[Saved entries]

* * *

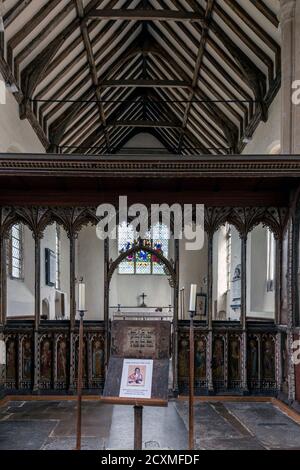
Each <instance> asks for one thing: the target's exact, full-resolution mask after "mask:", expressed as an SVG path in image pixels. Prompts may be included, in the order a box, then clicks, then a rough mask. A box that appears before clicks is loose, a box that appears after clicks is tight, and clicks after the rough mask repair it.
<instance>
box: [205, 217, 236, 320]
mask: <svg viewBox="0 0 300 470" xmlns="http://www.w3.org/2000/svg"><path fill="white" fill-rule="evenodd" d="M226 246H227V242H226V227H225V225H223V226H222V227H220V228H219V230H218V231H217V232H216V233H215V234H214V238H213V299H212V300H213V317H214V316H215V313H219V312H220V311H223V312H226V318H227V319H231V320H233V319H235V320H237V319H239V318H240V311H239V310H236V311H234V310H233V309H232V308H231V303H232V296H233V291H232V282H230V286H229V290H228V288H227V287H228V286H227V259H226V258H227V252H226ZM240 263H241V241H240V237H239V234H238V231H237V230H236V228H235V227H234V226H233V225H231V267H230V269H231V274H230V279H231V281H232V278H233V276H234V271H235V268H236V267H237V265H238V264H240ZM215 305H216V308H217V312H215Z"/></svg>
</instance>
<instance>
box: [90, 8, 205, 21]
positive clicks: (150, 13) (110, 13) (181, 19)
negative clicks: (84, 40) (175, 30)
mask: <svg viewBox="0 0 300 470" xmlns="http://www.w3.org/2000/svg"><path fill="white" fill-rule="evenodd" d="M87 17H88V18H91V19H93V20H137V21H198V22H200V23H202V24H204V23H205V20H204V18H203V16H202V15H201V14H199V13H195V12H190V11H180V10H117V9H115V10H97V9H95V10H93V11H91V12H90V13H88V14H87Z"/></svg>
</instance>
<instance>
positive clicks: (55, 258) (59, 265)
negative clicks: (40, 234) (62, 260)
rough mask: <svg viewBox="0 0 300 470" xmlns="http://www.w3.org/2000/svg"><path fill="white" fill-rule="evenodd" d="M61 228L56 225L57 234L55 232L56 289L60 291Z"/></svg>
mask: <svg viewBox="0 0 300 470" xmlns="http://www.w3.org/2000/svg"><path fill="white" fill-rule="evenodd" d="M60 243H61V241H60V227H59V226H58V225H56V232H55V265H56V266H55V267H56V275H55V287H56V289H60V251H61V250H60Z"/></svg>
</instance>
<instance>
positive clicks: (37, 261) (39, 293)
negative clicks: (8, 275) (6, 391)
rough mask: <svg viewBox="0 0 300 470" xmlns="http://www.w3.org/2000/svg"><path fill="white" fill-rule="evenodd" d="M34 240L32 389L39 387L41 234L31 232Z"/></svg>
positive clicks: (37, 387) (40, 290) (35, 389)
mask: <svg viewBox="0 0 300 470" xmlns="http://www.w3.org/2000/svg"><path fill="white" fill-rule="evenodd" d="M33 237H34V242H35V286H34V377H33V390H34V391H37V390H38V389H39V375H40V371H39V326H40V309H41V234H40V233H39V232H36V233H33Z"/></svg>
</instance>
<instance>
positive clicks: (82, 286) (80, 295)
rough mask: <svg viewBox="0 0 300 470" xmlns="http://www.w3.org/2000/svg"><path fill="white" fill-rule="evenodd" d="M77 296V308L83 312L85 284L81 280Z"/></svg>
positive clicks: (84, 309)
mask: <svg viewBox="0 0 300 470" xmlns="http://www.w3.org/2000/svg"><path fill="white" fill-rule="evenodd" d="M78 298H79V302H78V304H79V305H78V310H79V311H81V312H83V311H84V310H85V284H84V283H83V282H80V283H79V290H78Z"/></svg>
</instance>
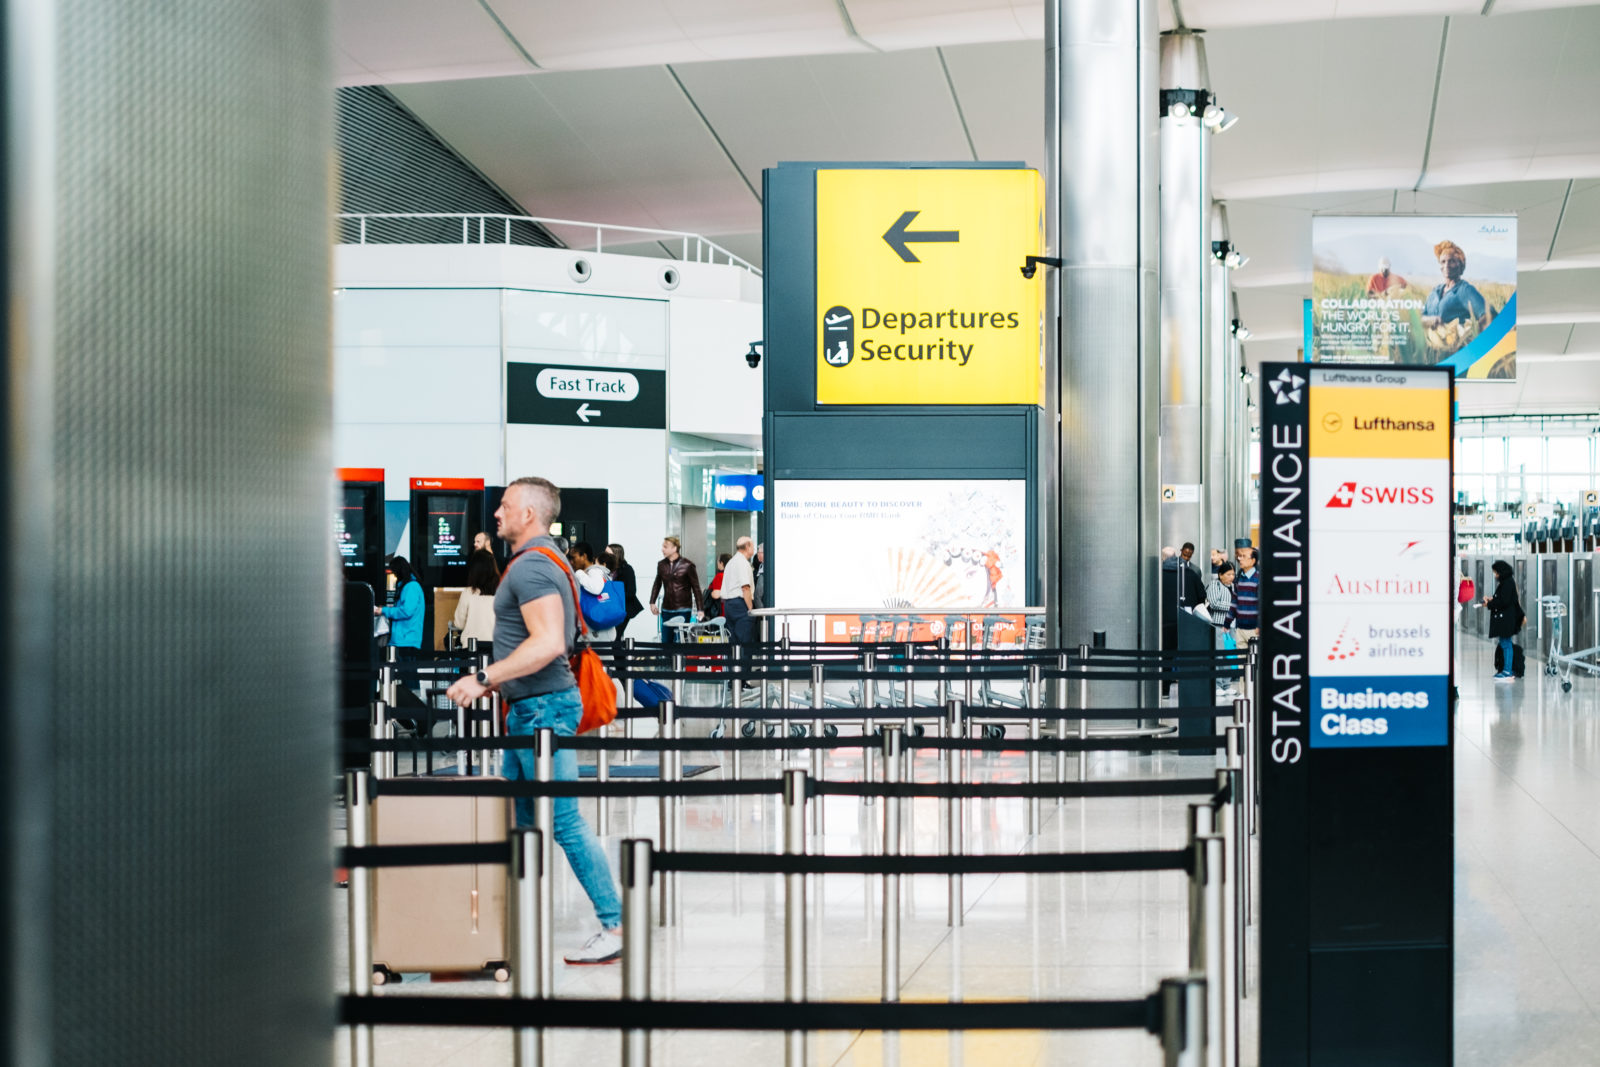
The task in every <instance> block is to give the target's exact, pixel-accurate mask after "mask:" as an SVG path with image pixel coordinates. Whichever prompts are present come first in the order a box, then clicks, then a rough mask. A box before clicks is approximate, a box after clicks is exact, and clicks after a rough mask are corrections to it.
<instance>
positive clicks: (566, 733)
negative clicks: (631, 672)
mask: <svg viewBox="0 0 1600 1067" xmlns="http://www.w3.org/2000/svg"><path fill="white" fill-rule="evenodd" d="M560 514H562V491H560V490H557V488H555V486H554V485H550V483H549V482H546V480H544V478H517V480H515V482H512V483H510V485H509V486H506V493H504V496H502V498H501V506H499V509H498V510H496V512H494V520H496V523H498V526H499V536H501V539H504V541H506V542H507V544H509V545H512V558H510V563H507V565H506V573H504V574H502V576H501V584H499V589H498V590H496V593H494V662H493V664H490V665H488V669H486V670H480V672H477V675H462V677H461V678H458V680H456V683H454V685H451V686H450V699H451V701H454V702H456V704H461V705H462V707H466V705H470V704H472V702H474V701H477V699H478V697H480V696H483V694H485V693H488V691H490V689H499V693H501V699H502V701H504V702H506V709H507V710H506V733H507V734H509V736H514V737H520V736H528V734H533V733H536V731H539V729H542V728H546V726H549V728H550V729H554V731H555V733H557V736H560V737H571V736H574V734H576V733H578V723H579V720H581V718H582V713H584V705H582V699H581V697H579V696H578V683H576V680H574V678H573V670H571V667H568V664H566V659H568V656H570V654H571V653H573V645H574V641H576V635H578V605H576V603H574V597H573V585H571V581H570V573H568V569H566V568H565V566H562V565H560V563H557V561H554V560H550V558H549V557H547V555H544V553H542V552H539V549H555V547H557V545H555V539H554V537H550V523H552V522H555V517H557V515H560ZM506 777H507V779H510V781H533V779H534V777H536V774H534V752H533V750H531V749H507V752H506ZM555 781H558V782H573V781H578V753H576V752H574V750H573V749H557V750H555ZM554 808H555V843H557V845H560V846H562V851H563V853H566V862H568V864H571V867H573V873H574V875H578V883H579V885H582V888H584V893H587V894H589V902H590V904H594V909H595V917H597V918H598V920H600V931H598V933H597V934H594V936H592V937H590V939H589V941H587V942H584V947H582V949H579V950H578V952H574V953H571V955H568V957H566V961H568V963H616V961H618V960H619V958H622V904H621V901H619V899H618V893H616V883H614V881H613V880H611V864H610V862H606V856H605V849H603V848H602V846H600V841H598V840H597V838H595V835H594V830H590V829H589V822H586V821H584V817H582V814H579V813H578V798H576V797H557V798H555V805H554ZM517 825H520V827H531V825H533V797H518V798H517Z"/></svg>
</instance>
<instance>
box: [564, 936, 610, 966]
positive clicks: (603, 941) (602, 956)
mask: <svg viewBox="0 0 1600 1067" xmlns="http://www.w3.org/2000/svg"><path fill="white" fill-rule="evenodd" d="M563 958H565V960H566V961H568V963H571V965H573V966H594V965H598V963H616V961H618V960H621V958H622V939H621V937H619V936H618V934H614V933H611V931H608V929H602V931H598V933H597V934H595V936H594V937H590V939H589V941H586V942H584V947H582V949H579V950H578V952H574V953H571V955H568V957H563Z"/></svg>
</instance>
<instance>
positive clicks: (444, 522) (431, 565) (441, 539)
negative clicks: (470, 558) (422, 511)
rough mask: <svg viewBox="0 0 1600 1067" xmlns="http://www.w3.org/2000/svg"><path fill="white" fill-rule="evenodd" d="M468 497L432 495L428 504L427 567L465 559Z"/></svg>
mask: <svg viewBox="0 0 1600 1067" xmlns="http://www.w3.org/2000/svg"><path fill="white" fill-rule="evenodd" d="M467 549H470V544H469V542H467V498H466V496H453V494H450V496H446V494H434V496H430V498H429V502H427V565H429V566H445V565H448V563H456V561H461V560H466V558H467Z"/></svg>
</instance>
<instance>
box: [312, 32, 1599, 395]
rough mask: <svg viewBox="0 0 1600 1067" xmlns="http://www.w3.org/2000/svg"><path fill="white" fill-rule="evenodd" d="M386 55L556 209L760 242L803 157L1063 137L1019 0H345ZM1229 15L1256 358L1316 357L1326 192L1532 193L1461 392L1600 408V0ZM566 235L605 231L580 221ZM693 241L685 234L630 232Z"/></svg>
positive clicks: (1217, 197) (1223, 170)
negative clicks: (1312, 328)
mask: <svg viewBox="0 0 1600 1067" xmlns="http://www.w3.org/2000/svg"><path fill="white" fill-rule="evenodd" d="M334 10H336V45H338V56H336V69H338V74H339V82H341V85H373V83H378V85H386V86H389V90H390V91H392V93H394V94H395V96H397V98H398V99H400V101H402V102H403V104H405V106H406V107H408V109H410V110H411V112H414V114H416V115H418V117H419V118H421V120H422V122H424V123H427V125H429V126H430V128H432V130H434V131H435V133H437V134H438V136H440V138H442V139H445V141H446V142H448V144H451V146H453V147H454V149H456V150H458V152H461V154H462V155H464V157H466V158H469V160H470V162H472V163H474V165H475V166H477V168H480V170H482V171H483V173H485V174H486V176H488V178H491V179H493V181H494V182H496V184H499V186H501V187H502V189H504V190H506V192H507V194H510V195H512V197H514V198H517V200H518V202H520V203H522V205H523V206H525V208H526V210H528V211H530V213H533V214H538V216H550V218H570V219H586V221H587V219H592V221H603V222H616V224H634V226H650V227H661V229H677V230H691V232H699V234H706V235H707V237H710V238H714V240H717V242H718V243H720V245H723V246H725V248H730V250H731V251H734V253H738V254H741V256H746V258H747V259H750V261H754V262H760V258H762V240H760V219H762V205H760V198H758V190H760V181H762V179H760V174H762V170H763V168H766V166H773V165H774V163H778V162H779V160H822V158H826V160H1026V162H1029V165H1032V166H1038V165H1040V163H1042V157H1043V99H1045V91H1043V45H1042V40H1040V38H1042V35H1043V5H1042V3H1027V2H1022V0H1010V2H1008V0H947V2H944V3H926V2H925V0H782V2H778V3H768V5H762V6H760V8H758V10H757V8H752V5H749V3H744V2H742V0H699V2H696V3H686V2H685V0H608V2H605V3H584V5H571V3H555V2H552V0H453V2H450V3H438V2H437V0H384V2H382V3H379V2H378V0H336V3H334ZM1158 10H1160V19H1162V27H1163V29H1170V27H1173V26H1179V24H1182V26H1187V27H1192V29H1203V30H1206V37H1205V40H1206V50H1208V59H1210V74H1211V86H1213V90H1214V93H1216V96H1218V99H1219V101H1221V102H1222V106H1224V107H1227V110H1229V112H1232V114H1237V115H1238V117H1240V122H1238V125H1237V126H1234V128H1232V130H1229V131H1226V133H1224V134H1221V136H1218V138H1216V141H1214V157H1213V194H1214V197H1216V198H1219V200H1222V202H1226V203H1227V210H1229V237H1230V240H1232V243H1234V245H1235V246H1237V248H1240V250H1242V251H1245V253H1246V254H1248V256H1250V262H1248V264H1246V266H1245V267H1242V269H1240V270H1237V272H1234V275H1232V283H1234V286H1235V291H1237V294H1238V307H1240V318H1242V320H1243V322H1245V323H1246V325H1248V326H1250V331H1251V338H1250V341H1248V344H1246V346H1245V350H1246V358H1248V360H1250V363H1251V365H1256V363H1259V362H1262V360H1293V358H1296V352H1298V349H1299V347H1301V315H1302V309H1301V302H1302V299H1304V298H1307V296H1310V266H1312V264H1310V219H1312V214H1315V213H1390V211H1400V213H1413V211H1414V213H1424V214H1491V213H1515V214H1517V218H1518V229H1517V261H1518V262H1517V266H1518V274H1520V283H1518V290H1520V291H1518V301H1520V302H1522V307H1520V314H1518V323H1520V330H1518V334H1520V336H1518V381H1517V382H1515V384H1477V382H1474V384H1467V386H1466V387H1462V389H1461V395H1459V398H1461V410H1462V414H1514V413H1515V414H1538V413H1571V411H1594V410H1597V408H1600V66H1595V64H1594V56H1595V54H1600V5H1581V3H1565V2H1562V0H1488V2H1485V0H1384V2H1379V0H1278V2H1275V3H1259V2H1243V0H1182V2H1176V0H1162V3H1160V5H1158ZM557 232H558V235H560V237H562V238H563V240H566V242H570V243H571V245H573V246H584V237H582V235H581V234H578V232H568V234H562V232H560V229H558V227H557ZM608 251H634V253H638V254H656V256H664V254H667V253H666V250H664V248H661V246H658V245H640V246H630V248H626V250H624V248H608Z"/></svg>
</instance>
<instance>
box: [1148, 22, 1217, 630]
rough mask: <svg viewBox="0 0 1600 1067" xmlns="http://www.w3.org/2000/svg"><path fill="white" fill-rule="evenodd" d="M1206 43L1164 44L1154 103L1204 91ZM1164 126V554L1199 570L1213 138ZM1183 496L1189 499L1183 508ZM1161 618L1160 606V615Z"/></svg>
mask: <svg viewBox="0 0 1600 1067" xmlns="http://www.w3.org/2000/svg"><path fill="white" fill-rule="evenodd" d="M1208 82H1210V80H1208V75H1206V66H1205V43H1203V42H1202V38H1200V35H1198V34H1195V32H1194V30H1187V29H1178V30H1168V32H1166V34H1162V94H1163V96H1171V98H1174V99H1176V96H1178V94H1182V93H1195V94H1198V93H1206V91H1210V83H1208ZM1173 107H1174V109H1179V110H1181V114H1173V110H1168V109H1163V110H1162V117H1160V123H1162V190H1160V205H1162V259H1160V262H1162V275H1160V277H1162V331H1160V346H1162V440H1160V446H1162V485H1163V486H1168V485H1170V486H1174V488H1176V499H1166V498H1163V499H1162V544H1170V545H1173V547H1178V545H1181V544H1182V542H1186V541H1194V542H1195V545H1197V552H1195V555H1197V557H1200V560H1198V561H1200V563H1203V560H1205V555H1206V549H1208V545H1206V542H1205V537H1206V534H1208V531H1210V525H1211V523H1210V494H1211V490H1213V486H1210V485H1205V482H1206V478H1205V475H1206V458H1208V454H1206V451H1205V446H1206V424H1205V395H1206V390H1208V386H1210V382H1208V371H1210V366H1208V363H1210V358H1208V355H1210V354H1208V349H1210V341H1211V338H1210V336H1208V333H1206V318H1208V317H1210V314H1211V309H1210V306H1208V301H1206V293H1208V290H1210V288H1211V270H1210V267H1208V266H1206V264H1208V262H1210V261H1211V130H1210V128H1208V126H1206V125H1205V123H1203V122H1202V120H1200V114H1198V109H1192V107H1190V106H1189V104H1178V102H1174V104H1173ZM1189 494H1194V498H1192V499H1189ZM1163 609H1165V605H1163Z"/></svg>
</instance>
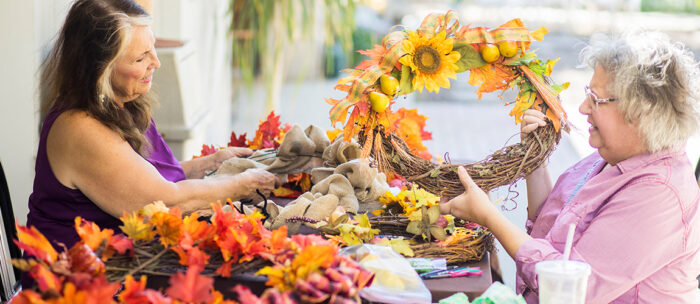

* * *

Copy the material word for word, beginning with the start of the material and continuing through the line that contains "box: [205, 217, 236, 320]". Leave out the pictures.

Each <instance> asks for one thing: the target's exact, full-resolution mask after "mask:", expressed as an SVG path in image pixels. Prompts may be included, in the order a box, then clicks, then a rough mask. A box that appears before clicks is loose, a box that appears after clicks is tight, and clicks after the rough mask repair it.
<instance>
box: [205, 217, 236, 320]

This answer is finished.